== EXCERPTED RECORDS

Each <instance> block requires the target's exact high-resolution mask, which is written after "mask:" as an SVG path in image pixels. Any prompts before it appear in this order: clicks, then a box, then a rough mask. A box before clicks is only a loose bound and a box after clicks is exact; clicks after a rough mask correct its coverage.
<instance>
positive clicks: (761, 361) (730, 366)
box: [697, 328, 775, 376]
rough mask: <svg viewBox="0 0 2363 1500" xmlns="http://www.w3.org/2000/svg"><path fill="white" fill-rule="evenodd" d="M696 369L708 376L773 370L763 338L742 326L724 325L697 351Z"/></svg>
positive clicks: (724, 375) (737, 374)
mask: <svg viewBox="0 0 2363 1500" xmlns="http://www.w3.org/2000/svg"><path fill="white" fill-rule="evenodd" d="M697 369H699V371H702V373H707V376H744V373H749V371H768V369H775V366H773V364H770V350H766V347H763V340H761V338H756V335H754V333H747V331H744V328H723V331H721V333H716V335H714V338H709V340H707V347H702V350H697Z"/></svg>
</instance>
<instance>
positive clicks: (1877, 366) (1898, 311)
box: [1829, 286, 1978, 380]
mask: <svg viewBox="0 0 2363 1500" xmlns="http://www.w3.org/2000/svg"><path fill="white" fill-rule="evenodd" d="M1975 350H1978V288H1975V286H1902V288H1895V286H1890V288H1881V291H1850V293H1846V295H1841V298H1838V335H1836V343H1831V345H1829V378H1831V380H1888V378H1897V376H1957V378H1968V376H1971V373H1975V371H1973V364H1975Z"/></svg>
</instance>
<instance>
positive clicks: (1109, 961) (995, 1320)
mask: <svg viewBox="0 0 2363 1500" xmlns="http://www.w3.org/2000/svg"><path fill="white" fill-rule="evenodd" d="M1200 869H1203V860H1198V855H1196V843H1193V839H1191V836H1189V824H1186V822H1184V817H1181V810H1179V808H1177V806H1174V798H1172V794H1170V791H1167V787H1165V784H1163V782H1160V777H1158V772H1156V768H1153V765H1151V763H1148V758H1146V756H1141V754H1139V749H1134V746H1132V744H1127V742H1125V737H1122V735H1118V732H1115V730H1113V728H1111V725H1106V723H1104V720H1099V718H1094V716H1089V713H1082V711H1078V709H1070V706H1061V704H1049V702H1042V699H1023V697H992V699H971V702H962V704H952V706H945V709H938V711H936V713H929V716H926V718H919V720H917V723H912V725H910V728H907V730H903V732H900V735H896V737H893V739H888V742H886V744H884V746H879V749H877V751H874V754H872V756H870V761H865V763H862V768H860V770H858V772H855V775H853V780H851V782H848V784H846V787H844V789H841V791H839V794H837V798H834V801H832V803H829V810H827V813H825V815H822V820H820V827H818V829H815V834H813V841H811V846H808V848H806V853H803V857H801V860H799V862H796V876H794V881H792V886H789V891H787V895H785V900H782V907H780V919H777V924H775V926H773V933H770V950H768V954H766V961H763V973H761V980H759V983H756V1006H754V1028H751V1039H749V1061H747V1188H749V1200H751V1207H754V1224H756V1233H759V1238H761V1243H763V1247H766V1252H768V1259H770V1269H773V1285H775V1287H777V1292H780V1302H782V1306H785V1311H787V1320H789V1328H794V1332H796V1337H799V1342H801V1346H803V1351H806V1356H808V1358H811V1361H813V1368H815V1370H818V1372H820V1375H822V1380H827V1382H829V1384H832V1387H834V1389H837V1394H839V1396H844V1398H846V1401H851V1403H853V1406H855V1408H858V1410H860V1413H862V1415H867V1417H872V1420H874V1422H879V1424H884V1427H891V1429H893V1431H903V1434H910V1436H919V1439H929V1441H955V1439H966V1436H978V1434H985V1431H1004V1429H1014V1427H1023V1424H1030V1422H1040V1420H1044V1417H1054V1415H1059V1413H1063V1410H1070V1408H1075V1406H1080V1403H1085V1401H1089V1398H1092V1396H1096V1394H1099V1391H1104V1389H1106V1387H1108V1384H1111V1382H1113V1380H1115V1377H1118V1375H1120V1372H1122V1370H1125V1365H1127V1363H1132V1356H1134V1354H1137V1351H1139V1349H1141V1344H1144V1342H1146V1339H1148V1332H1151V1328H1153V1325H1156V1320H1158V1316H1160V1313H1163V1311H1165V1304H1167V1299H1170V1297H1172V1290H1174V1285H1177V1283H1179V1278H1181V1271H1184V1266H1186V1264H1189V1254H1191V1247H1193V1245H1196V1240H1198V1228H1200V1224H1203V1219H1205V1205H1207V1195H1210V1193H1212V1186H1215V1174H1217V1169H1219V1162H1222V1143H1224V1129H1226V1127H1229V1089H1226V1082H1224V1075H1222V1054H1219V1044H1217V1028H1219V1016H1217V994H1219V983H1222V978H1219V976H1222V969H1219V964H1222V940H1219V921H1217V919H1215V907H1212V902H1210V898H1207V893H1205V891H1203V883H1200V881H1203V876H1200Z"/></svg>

====

REQUIRED ACTION
From the first line to the last, give the data again exactly.

EXPECTED ANSWER
Each <instance> block requires the target's exact high-resolution mask, which is written after "mask:" as an SVG path in image pixels. Any prompts before it appear in this order: clicks, then a box, then a rough mask. A box before clicks is only a loose bound and a box after clicks is exact; clicks after a rough mask correct its coverage.
<instance>
positive clicks: (761, 361) (730, 366)
box: [697, 328, 775, 376]
rough mask: <svg viewBox="0 0 2363 1500" xmlns="http://www.w3.org/2000/svg"><path fill="white" fill-rule="evenodd" d="M696 369L708 376L773 370L763 338L742 326L724 325L697 351Z"/></svg>
positive clicks: (724, 375) (737, 374)
mask: <svg viewBox="0 0 2363 1500" xmlns="http://www.w3.org/2000/svg"><path fill="white" fill-rule="evenodd" d="M697 369H699V371H702V373H707V376H744V373H749V371H768V369H775V366H773V364H770V350H766V347H763V340H761V338H756V335H754V333H747V331H744V328H723V331H721V333H716V335H714V338H709V340H707V347H702V350H697Z"/></svg>
</instance>
<instance>
positive clicks: (1877, 366) (1898, 311)
box: [1829, 286, 1978, 380]
mask: <svg viewBox="0 0 2363 1500" xmlns="http://www.w3.org/2000/svg"><path fill="white" fill-rule="evenodd" d="M1975 350H1978V288H1975V286H1902V288H1895V286H1890V288H1881V291H1850V293H1846V295H1841V298H1838V335H1836V343H1831V345H1829V378H1831V380H1888V378H1897V376H1957V378H1968V376H1971V373H1975V371H1973V364H1975Z"/></svg>
</instance>
<instance>
positive clicks: (1109, 961) (995, 1320)
mask: <svg viewBox="0 0 2363 1500" xmlns="http://www.w3.org/2000/svg"><path fill="white" fill-rule="evenodd" d="M1200 869H1203V860H1198V855H1196V843H1193V839H1191V836H1189V824H1186V822H1184V817H1181V810H1179V808H1177V806H1174V798H1172V794H1170V791H1167V787H1165V784H1163V782H1160V777H1158V772H1156V768H1153V765H1151V763H1148V758H1146V756H1141V754H1139V749H1134V746H1132V744H1127V742H1125V737H1122V735H1118V732H1115V730H1113V728H1111V725H1106V723H1104V720H1099V718H1094V716H1089V713H1082V711H1078V709H1070V706H1061V704H1049V702H1042V699H1023V697H992V699H971V702H962V704H952V706H945V709H938V711H936V713H929V716H926V718H919V720H917V723H912V725H910V728H907V730H903V732H900V735H896V737H893V739H888V742H886V744H884V746H879V749H877V751H874V754H872V756H870V761H865V763H862V768H860V770H858V772H855V775H853V780H851V782H848V784H846V787H844V789H841V791H839V794H837V798H834V801H832V803H829V810H827V813H825V815H822V820H820V827H818V829H815V834H813V841H811V846H808V848H806V853H803V857H801V860H799V862H796V876H794V881H792V886H789V891H787V895H785V900H782V907H780V919H777V924H775V926H773V933H770V950H768V954H766V961H763V973H761V980H759V983H756V1006H754V1028H751V1039H749V1061H747V1188H749V1200H751V1207H754V1224H756V1233H759V1238H761V1243H763V1247H766V1252H768V1259H770V1269H773V1285H775V1287H777V1292H780V1302H782V1306H785V1311H787V1320H789V1328H794V1332H796V1337H799V1342H801V1346H803V1351H806V1356H808V1358H811V1361H813V1368H815V1370H818V1372H820V1375H822V1380H827V1382H829V1384H832V1387H834V1389H837V1394H839V1396H844V1398H846V1401H851V1403H853V1406H855V1408H858V1410H860V1413H862V1415H867V1417H872V1420H874V1422H879V1424H884V1427H891V1429H893V1431H903V1434H910V1436H919V1439H929V1441H955V1439H966V1436H978V1434H985V1431H1004V1429H1014V1427H1023V1424H1030V1422H1040V1420H1044V1417H1054V1415H1059V1413H1063V1410H1070V1408H1075V1406H1080V1403H1085V1401H1089V1398H1092V1396H1096V1394H1099V1391H1104V1389H1106V1387H1108V1384H1111V1382H1113V1380H1115V1377H1118V1375H1120V1372H1122V1370H1125V1365H1127V1363H1132V1356H1134V1354H1137V1351H1139V1349H1141V1344H1144V1342H1146V1339H1148V1332H1151V1328H1153V1325H1156V1320H1158V1316H1160V1313H1163V1311H1165V1304H1167V1299H1170V1297H1172V1290H1174V1285H1177V1283H1179V1278H1181V1271H1184V1266H1186V1264H1189V1254H1191V1247H1193V1245H1196V1240H1198V1228H1200V1224H1203V1219H1205V1205H1207V1195H1210V1193H1212V1186H1215V1174H1217V1169H1219V1162H1222V1143H1224V1129H1226V1127H1229V1089H1226V1082H1224V1075H1222V1054H1219V1044H1217V1028H1219V1016H1217V994H1219V983H1222V978H1219V976H1222V969H1219V964H1222V940H1219V921H1217V919H1215V907H1212V902H1210V898H1207V893H1205V891H1203V883H1200V881H1203V876H1200Z"/></svg>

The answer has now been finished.